_Extrait à lire_:
▽

Turbulences et oscillations du vent.

"Du toucher de barre aux choix tactiques, sachez toujours clairement identifier dans quel régime de vent vous allez naviguer".


Philippe GOUARD
Directeur Technique National

Introduction :


En altitude, les masses d'air en déplacement ne rencontrent que peu d'obstacles, et les variations de direction du vent sont fortement liées aux variations de sa vitesse, principalement sous l'effet de la force de Coriolis. Plus la vitesse du vent augmente, plus il est dévié vers la droite. Plus on se rapproche du sol, plus le vent est freiné par les obstacles qu'il rencontre, ou les surfaces qu'il franchit.
Le vent qui suit un parcours maritime aura une orientation proche de celle du vent synoptique à un angle près. Il sera néanmoins plus à gauche que le vent d'altitude, car freiné par sa proximité avec la surface de l'eau. On gardera, sur un plan d'eau alimenté par ce type de vent, une bonne corrélation entre la vitesse et la direction du vent.
Proportionnellement aux variations de la rugosité des reliefs et surfaces franchies par le vent dans les basses couches, la corrélation vitesse/direction du vent diminue.
Dans le cas d'un vent qui suit un parcours terrestre, les effets de site prennent le pas sur la force de Coriolis. ils provoquent des modifications plus ou moins persistantes de la direction du vent, aux différents points du plan d'eau.
Le parcours initial du vent a également une incidence non négligeable sur le caractère plus ou moins turbulent du vent instantané, déterminant l'épaisseur de ce que l'on appellera alors la "bande de vent".
Suivant l'échelle de temps considérée, le vent peut toujours être décrit comme oscillant. Mais de part et d'autre du vent mesuré à un instant T, le vent oscille dans des proportions plus ou moins grandes mais sur des durées très faibles. Ces turbulences ne peuvent être mesurées sans un appareillage électronique particulier. Par contre elles auront des conséquences importantes sur le rendement du bateau, et notamment sur le "toucher de barre" du barreur et sa qualité de suivi de vent.
Il y donc bien une distinction à faire entre la turbulence et l'oscillation. Prendre en compte la turbulence imposera une adaptation technique qui renvoie à la fois aux choix de réglages, et au toucher de barre. Dans l'oscillation, l'adaptation tactique est possible car l'amplitude et la durée des bascules permettent de les mesurer et de les exploiter par des choix tactiques appropriés car elles sont décelables au compas magnétique ou électronique.

△

_Exercice proposé_: Recopiez sans rien changer le passage du texte sur les turbulences et oscillations du vent qui va de « Il y donc bien » jusqu'à « magnétique ou électronique. » inclus.

_Entrées de données enregistrées_:

▽

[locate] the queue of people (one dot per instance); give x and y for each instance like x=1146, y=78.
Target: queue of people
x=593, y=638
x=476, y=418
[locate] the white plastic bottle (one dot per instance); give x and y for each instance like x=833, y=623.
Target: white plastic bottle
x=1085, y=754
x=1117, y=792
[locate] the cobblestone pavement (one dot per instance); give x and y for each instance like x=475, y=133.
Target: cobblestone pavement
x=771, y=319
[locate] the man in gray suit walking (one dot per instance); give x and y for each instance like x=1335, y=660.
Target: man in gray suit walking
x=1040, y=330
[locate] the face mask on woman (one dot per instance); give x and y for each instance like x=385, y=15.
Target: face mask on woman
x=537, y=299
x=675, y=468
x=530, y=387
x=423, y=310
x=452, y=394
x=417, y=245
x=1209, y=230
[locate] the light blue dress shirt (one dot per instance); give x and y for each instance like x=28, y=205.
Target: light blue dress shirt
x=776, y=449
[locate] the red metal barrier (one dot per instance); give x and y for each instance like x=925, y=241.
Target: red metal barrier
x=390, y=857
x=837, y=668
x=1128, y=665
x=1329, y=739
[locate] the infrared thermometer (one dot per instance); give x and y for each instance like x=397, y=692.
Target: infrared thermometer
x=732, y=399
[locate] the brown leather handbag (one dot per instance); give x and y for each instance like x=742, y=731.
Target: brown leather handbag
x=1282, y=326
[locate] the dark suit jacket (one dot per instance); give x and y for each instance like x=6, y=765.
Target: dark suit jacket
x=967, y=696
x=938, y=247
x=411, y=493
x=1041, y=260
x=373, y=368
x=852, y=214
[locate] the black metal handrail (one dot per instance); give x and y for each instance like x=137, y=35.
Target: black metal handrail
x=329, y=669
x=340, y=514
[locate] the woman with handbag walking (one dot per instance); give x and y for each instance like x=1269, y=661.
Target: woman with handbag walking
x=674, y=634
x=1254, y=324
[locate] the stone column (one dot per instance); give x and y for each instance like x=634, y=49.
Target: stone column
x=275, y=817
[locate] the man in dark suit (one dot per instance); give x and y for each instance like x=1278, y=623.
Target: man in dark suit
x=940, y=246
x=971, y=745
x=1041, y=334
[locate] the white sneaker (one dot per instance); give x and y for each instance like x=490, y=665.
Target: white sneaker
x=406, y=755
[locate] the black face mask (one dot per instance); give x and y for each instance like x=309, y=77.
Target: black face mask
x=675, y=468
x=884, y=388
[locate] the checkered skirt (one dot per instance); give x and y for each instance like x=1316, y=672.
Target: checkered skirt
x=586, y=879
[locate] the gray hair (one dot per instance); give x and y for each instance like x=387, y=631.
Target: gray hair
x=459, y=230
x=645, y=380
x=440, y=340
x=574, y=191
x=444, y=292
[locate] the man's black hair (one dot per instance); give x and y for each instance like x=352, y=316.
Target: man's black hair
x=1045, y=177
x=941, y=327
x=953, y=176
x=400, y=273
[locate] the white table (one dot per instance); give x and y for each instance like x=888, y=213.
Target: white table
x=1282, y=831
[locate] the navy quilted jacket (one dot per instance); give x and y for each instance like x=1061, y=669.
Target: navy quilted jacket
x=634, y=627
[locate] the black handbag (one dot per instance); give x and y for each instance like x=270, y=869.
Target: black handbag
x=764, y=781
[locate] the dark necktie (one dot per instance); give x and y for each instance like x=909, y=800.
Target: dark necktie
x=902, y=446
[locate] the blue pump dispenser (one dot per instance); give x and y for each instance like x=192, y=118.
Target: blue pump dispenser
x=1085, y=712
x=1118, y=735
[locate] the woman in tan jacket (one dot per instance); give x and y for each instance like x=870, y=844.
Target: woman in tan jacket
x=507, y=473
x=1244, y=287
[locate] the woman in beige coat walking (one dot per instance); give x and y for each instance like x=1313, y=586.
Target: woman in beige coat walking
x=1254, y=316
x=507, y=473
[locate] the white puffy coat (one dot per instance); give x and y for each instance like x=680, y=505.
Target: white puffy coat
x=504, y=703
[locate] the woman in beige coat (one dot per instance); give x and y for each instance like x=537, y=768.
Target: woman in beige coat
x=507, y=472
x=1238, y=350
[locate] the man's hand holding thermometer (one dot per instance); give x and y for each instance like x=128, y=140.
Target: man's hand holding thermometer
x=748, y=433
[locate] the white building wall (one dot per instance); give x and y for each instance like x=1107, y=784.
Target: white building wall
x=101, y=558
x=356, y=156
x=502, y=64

△

_Résultat de l'exercice_:
Il y donc bien une distinction à faire entre la turbulence et l'oscillation. Prendre en compte la turbulence imposera une adaptation technique qui renvoie à la fois aux choix de réglages, et au toucher de barre. Dans l'oscillation, l'adaptation tactique est possible car l'amplitude et la durée des bascules permettent de les mesurer et de les exploiter par des choix tactiques appropriés car elles sont décelables au compas magnétique ou électronique.